▸ Exercise aim: Retype all of the entries that appear below, keeping them exactly as they are.

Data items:
==*==

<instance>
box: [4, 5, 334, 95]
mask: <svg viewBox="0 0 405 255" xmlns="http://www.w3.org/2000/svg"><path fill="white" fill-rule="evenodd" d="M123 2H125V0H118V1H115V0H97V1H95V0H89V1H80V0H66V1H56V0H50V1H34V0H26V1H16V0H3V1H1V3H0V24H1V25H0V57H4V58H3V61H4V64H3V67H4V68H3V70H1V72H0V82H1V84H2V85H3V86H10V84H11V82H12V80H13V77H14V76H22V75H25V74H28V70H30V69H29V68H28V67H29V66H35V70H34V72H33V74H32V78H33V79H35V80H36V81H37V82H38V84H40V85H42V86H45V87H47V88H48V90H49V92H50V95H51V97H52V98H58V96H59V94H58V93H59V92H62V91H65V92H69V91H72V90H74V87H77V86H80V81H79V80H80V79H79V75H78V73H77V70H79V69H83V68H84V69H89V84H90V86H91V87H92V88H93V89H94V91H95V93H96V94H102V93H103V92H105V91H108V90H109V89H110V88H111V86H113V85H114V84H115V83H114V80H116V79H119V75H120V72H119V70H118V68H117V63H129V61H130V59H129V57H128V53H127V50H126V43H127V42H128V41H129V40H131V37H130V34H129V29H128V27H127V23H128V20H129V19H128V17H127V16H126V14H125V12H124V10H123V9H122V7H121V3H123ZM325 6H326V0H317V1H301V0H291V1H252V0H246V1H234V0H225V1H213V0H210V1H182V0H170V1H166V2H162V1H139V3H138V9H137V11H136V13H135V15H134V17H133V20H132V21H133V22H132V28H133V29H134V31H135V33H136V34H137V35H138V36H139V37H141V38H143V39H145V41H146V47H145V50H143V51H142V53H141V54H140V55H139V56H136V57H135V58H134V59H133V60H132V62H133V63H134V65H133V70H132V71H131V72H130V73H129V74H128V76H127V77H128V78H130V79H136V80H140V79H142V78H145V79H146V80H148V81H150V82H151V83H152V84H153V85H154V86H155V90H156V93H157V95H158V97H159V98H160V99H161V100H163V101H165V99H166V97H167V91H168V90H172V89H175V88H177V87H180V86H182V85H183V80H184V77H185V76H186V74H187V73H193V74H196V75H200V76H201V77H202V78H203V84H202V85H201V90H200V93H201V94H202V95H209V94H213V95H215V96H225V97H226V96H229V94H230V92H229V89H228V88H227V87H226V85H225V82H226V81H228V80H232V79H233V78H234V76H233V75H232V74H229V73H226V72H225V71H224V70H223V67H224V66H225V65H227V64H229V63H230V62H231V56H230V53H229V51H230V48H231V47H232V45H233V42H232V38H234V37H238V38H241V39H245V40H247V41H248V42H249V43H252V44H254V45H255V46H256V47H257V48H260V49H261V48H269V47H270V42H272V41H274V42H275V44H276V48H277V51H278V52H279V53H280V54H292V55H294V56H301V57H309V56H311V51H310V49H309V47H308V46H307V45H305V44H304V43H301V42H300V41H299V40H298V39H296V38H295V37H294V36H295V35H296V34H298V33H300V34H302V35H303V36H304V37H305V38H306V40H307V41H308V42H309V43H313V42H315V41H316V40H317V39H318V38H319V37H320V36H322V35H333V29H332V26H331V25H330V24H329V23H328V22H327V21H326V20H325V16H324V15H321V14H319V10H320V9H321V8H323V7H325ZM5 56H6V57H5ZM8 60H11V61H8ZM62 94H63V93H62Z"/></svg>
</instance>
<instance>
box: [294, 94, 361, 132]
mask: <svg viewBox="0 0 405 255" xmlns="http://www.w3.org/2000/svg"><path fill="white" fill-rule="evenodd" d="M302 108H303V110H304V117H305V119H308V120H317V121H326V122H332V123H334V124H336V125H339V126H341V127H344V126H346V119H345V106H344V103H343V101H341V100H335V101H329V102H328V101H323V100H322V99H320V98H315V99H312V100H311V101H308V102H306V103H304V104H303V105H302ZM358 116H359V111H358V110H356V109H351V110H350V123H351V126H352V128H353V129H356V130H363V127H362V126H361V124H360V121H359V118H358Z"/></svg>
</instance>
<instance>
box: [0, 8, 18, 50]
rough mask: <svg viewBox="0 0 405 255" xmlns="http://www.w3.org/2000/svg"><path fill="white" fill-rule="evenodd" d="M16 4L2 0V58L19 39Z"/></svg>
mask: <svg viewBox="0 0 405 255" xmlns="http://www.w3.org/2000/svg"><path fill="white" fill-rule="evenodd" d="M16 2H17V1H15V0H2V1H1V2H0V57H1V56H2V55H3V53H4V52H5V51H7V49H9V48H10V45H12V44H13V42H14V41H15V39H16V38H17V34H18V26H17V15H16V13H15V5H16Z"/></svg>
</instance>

==*==

▸ Answer box:
<instance>
box: [4, 5, 334, 95]
mask: <svg viewBox="0 0 405 255" xmlns="http://www.w3.org/2000/svg"><path fill="white" fill-rule="evenodd" d="M123 2H125V0H118V1H115V0H97V1H95V0H89V1H80V0H66V1H56V0H50V1H34V0H26V1H16V0H3V1H1V3H0V24H1V25H0V57H4V58H3V61H4V64H3V67H4V68H3V70H1V72H0V82H1V84H2V85H3V86H10V84H11V82H12V80H13V77H14V76H22V75H25V74H28V70H30V69H29V68H28V67H29V66H35V70H34V72H33V74H32V78H33V79H35V80H36V81H37V82H38V84H40V85H42V86H45V87H47V88H48V90H49V92H50V95H51V97H52V98H58V96H59V94H58V93H59V92H62V91H65V92H69V91H72V90H74V87H77V86H80V81H79V80H80V79H79V75H78V73H77V70H79V69H83V68H84V69H89V84H90V86H91V87H92V88H93V89H94V91H95V93H96V94H102V93H103V92H105V91H108V90H109V89H110V88H111V86H113V85H114V84H115V83H114V80H116V79H119V75H120V72H119V70H118V68H117V63H129V61H130V59H129V57H128V53H127V50H126V43H127V42H128V41H129V40H131V37H130V34H129V29H128V27H127V23H128V20H129V19H128V17H127V16H126V14H125V12H124V10H123V9H122V7H121V3H123ZM325 6H326V0H317V1H301V0H291V1H252V0H246V1H234V0H225V1H213V0H210V1H182V0H170V1H166V2H162V1H139V3H138V9H137V11H136V13H135V15H134V17H133V20H132V21H133V22H132V28H133V29H134V31H135V33H136V34H137V35H138V36H139V37H141V38H143V39H145V41H146V47H145V50H143V51H142V53H141V54H140V55H139V56H136V57H135V58H134V59H133V60H132V62H133V63H134V65H133V70H132V71H131V72H130V73H129V74H128V76H127V77H128V78H130V79H136V80H140V79H142V78H145V79H146V80H148V81H150V82H151V83H152V84H153V85H154V86H155V90H156V93H157V95H158V97H159V98H160V99H161V100H163V101H165V99H166V97H167V91H168V90H172V89H175V88H177V87H180V86H182V85H183V80H184V77H185V76H186V74H187V73H193V74H196V75H200V76H201V77H202V78H203V84H202V85H201V90H200V93H201V94H202V95H209V94H213V95H215V96H225V97H226V96H229V94H230V92H229V89H228V88H227V87H226V85H225V82H226V81H228V80H232V79H233V78H234V76H233V75H232V74H229V73H226V72H225V71H224V70H223V67H224V66H225V65H227V64H229V63H230V62H231V56H230V53H229V51H230V48H231V47H232V45H233V42H232V38H234V37H238V38H241V39H245V40H247V41H248V42H249V43H252V44H254V45H255V46H256V47H257V48H260V49H261V48H269V47H270V42H272V41H274V42H275V44H276V48H277V51H278V52H279V53H280V54H292V55H294V56H301V57H309V56H311V51H310V49H309V47H308V46H307V45H305V44H304V43H301V42H300V41H299V40H298V39H296V38H295V37H294V36H295V35H296V34H298V33H300V34H302V35H303V36H304V37H305V38H306V40H307V41H308V42H309V43H313V42H315V41H316V40H317V39H318V38H319V37H320V36H322V35H333V29H332V26H331V25H330V24H329V23H328V22H327V21H326V20H325V16H324V15H321V14H319V10H320V9H321V8H323V7H325ZM5 56H6V57H5ZM8 60H11V61H8ZM62 94H63V93H62Z"/></svg>
</instance>
<instance>
box: [294, 94, 361, 132]
mask: <svg viewBox="0 0 405 255" xmlns="http://www.w3.org/2000/svg"><path fill="white" fill-rule="evenodd" d="M302 108H303V110H304V117H305V119H308V120H317V121H326V122H332V123H334V124H336V125H339V126H341V127H344V126H346V119H345V106H344V103H343V101H341V100H335V101H329V102H328V101H323V100H322V99H320V98H315V99H312V100H311V101H308V102H306V103H304V104H303V105H302ZM358 116H359V111H358V110H356V109H351V110H350V123H351V126H352V128H353V129H356V130H363V127H362V126H361V124H360V121H359V118H358Z"/></svg>
</instance>
<instance>
box: [0, 8, 18, 50]
rough mask: <svg viewBox="0 0 405 255" xmlns="http://www.w3.org/2000/svg"><path fill="white" fill-rule="evenodd" d="M16 4L2 0V58L19 39Z"/></svg>
mask: <svg viewBox="0 0 405 255" xmlns="http://www.w3.org/2000/svg"><path fill="white" fill-rule="evenodd" d="M16 2H17V1H15V0H2V1H1V2H0V57H1V56H2V55H3V53H4V52H5V51H7V49H9V48H10V45H12V44H13V42H14V41H15V39H16V38H17V34H18V26H17V15H16V13H15V5H16Z"/></svg>
</instance>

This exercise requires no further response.